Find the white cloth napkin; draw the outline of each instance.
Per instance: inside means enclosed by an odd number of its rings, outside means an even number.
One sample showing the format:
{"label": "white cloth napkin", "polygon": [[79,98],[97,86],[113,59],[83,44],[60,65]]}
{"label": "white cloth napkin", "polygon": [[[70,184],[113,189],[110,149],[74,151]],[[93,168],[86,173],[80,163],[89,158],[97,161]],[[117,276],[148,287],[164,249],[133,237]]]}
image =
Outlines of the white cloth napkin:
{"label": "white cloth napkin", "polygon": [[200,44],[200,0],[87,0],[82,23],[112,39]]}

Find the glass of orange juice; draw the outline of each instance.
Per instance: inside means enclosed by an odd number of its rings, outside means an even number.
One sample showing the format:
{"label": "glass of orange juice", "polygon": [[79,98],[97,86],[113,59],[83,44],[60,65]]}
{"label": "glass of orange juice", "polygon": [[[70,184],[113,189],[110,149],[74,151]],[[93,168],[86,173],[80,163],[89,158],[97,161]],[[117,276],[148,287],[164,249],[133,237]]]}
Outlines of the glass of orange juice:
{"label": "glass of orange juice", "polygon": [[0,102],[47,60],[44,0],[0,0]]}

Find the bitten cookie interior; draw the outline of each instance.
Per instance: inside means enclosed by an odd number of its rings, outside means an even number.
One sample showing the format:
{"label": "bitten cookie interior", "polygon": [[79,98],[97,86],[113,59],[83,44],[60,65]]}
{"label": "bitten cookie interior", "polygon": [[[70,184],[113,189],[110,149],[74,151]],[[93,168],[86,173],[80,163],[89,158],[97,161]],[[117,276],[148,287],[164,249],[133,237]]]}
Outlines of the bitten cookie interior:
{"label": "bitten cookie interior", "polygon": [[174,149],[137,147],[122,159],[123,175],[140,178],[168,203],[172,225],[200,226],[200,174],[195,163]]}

● ● ● ● ● ● ●

Repeat the records above in full, word for word.

Find the white cloth napkin; draw the outline of each instance.
Per instance: inside means enclosed by an odd number of its rings, outside means an even number.
One sample showing the format:
{"label": "white cloth napkin", "polygon": [[79,98],[97,86],[113,59],[83,44],[60,65]]}
{"label": "white cloth napkin", "polygon": [[[70,184],[113,189],[110,149],[74,151]],[[93,168],[86,173],[80,163],[89,158],[97,161]],[[117,276],[148,287],[164,249],[133,237]]]}
image =
Outlines of the white cloth napkin:
{"label": "white cloth napkin", "polygon": [[200,44],[200,0],[87,0],[82,23],[112,39]]}

Find the glass of orange juice; draw the outline of each instance.
Per instance: inside means enclosed by an odd number of its rings, outside means an even number.
One sample showing the format:
{"label": "glass of orange juice", "polygon": [[79,98],[97,86],[113,59],[83,44],[60,65]]}
{"label": "glass of orange juice", "polygon": [[[70,184],[113,189],[110,149],[74,151]],[[93,168],[86,173],[80,163],[89,158],[97,161]],[[117,276],[148,287],[164,249],[133,237]]]}
Outlines of the glass of orange juice:
{"label": "glass of orange juice", "polygon": [[0,102],[47,60],[44,0],[0,0]]}

Find the bitten cookie interior; draw the outline of each instance.
Per instance: inside means enclosed by an odd number of its rings, outside means an even number.
One sample showing the format:
{"label": "bitten cookie interior", "polygon": [[79,98],[97,86],[113,59],[83,44],[60,65]]}
{"label": "bitten cookie interior", "polygon": [[[70,184],[113,189],[110,149],[74,151]],[[93,168],[86,173],[80,163],[89,158],[97,161]],[[117,276],[148,287],[164,249],[133,237]]]}
Outlines of the bitten cookie interior:
{"label": "bitten cookie interior", "polygon": [[174,149],[137,147],[122,159],[123,175],[140,178],[168,203],[172,225],[200,226],[200,174],[195,163]]}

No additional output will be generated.